_RECORDED DATA:_

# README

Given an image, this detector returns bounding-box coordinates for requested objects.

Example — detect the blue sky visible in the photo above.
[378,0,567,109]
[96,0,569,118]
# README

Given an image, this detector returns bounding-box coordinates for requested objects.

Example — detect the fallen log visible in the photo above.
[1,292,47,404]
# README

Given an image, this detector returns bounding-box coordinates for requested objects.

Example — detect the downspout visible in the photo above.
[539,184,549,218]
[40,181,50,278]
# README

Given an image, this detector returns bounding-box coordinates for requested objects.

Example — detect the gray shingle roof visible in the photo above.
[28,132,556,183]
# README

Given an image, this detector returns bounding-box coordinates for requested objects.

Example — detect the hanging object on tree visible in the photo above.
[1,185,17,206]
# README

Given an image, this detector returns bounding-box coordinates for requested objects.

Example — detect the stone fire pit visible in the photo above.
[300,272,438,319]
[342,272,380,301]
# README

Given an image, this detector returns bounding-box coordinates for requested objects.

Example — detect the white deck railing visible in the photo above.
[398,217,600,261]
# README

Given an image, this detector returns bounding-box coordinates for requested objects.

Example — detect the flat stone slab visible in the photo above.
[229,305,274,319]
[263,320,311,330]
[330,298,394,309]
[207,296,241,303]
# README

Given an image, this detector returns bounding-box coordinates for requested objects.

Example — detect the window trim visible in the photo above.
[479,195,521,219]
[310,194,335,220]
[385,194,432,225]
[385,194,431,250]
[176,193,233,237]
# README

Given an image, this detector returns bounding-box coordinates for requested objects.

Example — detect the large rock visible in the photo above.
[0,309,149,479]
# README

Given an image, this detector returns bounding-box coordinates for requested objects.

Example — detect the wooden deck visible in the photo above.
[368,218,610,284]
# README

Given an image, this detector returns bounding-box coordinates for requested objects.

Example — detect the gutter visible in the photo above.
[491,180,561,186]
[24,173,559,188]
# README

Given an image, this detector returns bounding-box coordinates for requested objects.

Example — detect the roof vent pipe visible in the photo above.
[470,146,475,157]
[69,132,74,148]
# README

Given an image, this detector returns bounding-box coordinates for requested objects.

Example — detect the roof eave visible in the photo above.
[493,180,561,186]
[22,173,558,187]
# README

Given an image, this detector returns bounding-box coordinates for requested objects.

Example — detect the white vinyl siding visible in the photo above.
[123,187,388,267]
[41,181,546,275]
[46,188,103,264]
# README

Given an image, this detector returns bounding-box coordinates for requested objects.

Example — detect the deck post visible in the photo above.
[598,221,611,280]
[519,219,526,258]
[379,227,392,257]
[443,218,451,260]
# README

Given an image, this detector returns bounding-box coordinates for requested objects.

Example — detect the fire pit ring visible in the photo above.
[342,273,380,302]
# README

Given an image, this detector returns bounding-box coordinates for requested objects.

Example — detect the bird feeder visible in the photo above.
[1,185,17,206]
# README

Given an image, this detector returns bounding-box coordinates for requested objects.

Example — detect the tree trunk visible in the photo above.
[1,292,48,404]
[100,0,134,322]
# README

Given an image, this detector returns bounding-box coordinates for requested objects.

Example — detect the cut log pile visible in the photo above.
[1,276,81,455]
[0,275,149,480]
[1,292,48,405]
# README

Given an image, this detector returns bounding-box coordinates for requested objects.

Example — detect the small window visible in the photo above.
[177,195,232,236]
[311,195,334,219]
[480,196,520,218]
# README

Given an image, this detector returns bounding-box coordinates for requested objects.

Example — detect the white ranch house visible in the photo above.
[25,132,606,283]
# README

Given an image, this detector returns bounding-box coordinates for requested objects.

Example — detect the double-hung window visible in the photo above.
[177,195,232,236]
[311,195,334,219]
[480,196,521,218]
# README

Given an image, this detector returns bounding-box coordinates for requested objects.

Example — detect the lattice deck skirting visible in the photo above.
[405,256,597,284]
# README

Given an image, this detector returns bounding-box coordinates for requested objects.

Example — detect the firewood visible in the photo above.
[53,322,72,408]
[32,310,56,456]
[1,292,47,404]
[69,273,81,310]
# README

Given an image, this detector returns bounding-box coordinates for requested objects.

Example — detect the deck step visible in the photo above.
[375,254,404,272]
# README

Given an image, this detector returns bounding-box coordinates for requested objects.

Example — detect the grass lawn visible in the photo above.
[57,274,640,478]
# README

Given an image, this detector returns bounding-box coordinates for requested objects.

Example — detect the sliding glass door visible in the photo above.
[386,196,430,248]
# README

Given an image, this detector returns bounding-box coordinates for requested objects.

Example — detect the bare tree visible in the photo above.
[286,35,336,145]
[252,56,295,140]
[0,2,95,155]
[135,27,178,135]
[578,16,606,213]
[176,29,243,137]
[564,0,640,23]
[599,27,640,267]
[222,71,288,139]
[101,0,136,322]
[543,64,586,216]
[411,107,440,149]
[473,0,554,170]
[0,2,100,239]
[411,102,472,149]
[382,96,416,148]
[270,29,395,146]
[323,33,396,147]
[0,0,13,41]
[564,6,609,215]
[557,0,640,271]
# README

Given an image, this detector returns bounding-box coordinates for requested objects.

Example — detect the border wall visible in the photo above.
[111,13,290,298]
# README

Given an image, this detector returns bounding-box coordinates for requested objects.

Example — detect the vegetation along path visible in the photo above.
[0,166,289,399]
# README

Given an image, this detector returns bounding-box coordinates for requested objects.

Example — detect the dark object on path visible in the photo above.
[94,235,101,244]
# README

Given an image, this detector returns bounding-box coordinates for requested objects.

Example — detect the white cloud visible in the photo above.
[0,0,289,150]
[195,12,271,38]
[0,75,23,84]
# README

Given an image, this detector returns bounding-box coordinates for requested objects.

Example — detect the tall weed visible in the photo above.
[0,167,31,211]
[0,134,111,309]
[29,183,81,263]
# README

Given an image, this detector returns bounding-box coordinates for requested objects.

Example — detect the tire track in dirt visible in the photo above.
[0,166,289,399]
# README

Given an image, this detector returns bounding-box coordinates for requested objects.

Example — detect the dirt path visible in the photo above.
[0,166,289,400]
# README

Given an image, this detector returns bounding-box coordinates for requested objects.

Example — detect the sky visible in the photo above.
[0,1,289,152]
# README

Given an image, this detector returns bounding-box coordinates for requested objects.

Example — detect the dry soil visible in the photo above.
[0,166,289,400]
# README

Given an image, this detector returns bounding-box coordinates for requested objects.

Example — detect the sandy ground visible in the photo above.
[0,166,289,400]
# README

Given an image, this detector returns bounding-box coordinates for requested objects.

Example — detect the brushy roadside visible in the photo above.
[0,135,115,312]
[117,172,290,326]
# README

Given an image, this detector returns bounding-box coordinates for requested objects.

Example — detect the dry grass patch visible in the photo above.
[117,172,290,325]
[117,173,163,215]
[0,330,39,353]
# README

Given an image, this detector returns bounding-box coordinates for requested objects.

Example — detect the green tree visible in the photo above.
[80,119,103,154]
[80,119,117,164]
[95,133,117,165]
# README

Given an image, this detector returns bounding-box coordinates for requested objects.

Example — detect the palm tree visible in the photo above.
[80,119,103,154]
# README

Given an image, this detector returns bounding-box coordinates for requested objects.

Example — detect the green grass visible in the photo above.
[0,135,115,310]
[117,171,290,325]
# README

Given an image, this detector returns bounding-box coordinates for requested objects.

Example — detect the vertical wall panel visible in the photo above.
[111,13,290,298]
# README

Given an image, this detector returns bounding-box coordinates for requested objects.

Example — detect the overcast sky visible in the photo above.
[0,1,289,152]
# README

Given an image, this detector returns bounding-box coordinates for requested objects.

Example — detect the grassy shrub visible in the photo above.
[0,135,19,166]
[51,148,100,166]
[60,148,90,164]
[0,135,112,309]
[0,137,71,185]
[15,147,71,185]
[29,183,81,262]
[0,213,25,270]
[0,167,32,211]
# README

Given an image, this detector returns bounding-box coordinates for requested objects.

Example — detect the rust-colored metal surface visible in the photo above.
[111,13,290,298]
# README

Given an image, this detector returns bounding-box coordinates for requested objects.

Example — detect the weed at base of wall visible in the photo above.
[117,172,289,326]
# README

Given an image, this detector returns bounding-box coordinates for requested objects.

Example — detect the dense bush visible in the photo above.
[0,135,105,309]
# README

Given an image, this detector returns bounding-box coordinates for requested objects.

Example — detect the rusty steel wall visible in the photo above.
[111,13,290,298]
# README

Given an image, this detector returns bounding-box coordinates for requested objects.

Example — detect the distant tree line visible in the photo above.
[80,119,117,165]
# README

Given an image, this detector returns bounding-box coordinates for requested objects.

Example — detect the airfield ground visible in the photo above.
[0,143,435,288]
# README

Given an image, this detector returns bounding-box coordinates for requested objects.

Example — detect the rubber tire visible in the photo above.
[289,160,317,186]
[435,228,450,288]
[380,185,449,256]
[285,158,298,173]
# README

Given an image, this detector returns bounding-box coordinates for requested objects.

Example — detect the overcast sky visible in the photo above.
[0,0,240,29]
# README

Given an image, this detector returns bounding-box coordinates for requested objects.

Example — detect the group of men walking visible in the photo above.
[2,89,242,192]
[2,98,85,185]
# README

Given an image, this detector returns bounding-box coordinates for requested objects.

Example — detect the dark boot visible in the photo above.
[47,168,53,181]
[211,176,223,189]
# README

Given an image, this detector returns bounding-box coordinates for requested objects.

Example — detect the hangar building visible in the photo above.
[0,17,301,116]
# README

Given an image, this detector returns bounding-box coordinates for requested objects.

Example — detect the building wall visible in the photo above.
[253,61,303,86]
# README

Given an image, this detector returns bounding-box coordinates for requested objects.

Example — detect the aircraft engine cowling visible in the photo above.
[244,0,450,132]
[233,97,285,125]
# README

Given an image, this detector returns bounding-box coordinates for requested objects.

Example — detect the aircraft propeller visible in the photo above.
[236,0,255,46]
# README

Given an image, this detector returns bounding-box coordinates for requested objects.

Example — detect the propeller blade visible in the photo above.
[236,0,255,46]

_EXERCISE INSTRUCTIONS:_ Could you copy exactly the line containing "Example — detect the hangar" and each line after it through the end of the records, and nothing else?

_RESPONSE TO THE TASK:_
Example — detect the hangar building visible in the photo above.
[0,17,301,116]
# README

Given an image, this detector returns bounding-box coordinates for requested objects.

Example — detect the building wall visible in the photo above.
[253,61,303,86]
# README

Given an image, this detector returns bounding-box coordinates for requested objects.

Example — detect the aircraft engine cowling visible in the photo above.
[244,0,450,132]
[233,97,285,125]
# README

Given an image, this detector returns bounding-box coordinates for requested objects.

Example — detect the aircraft propeller visible in the photo above.
[236,0,255,46]
# README

Given an image, this detector returns bounding-box coordinates for requested objects.

Example — detect the propeller blade visible in the photo above.
[236,0,255,46]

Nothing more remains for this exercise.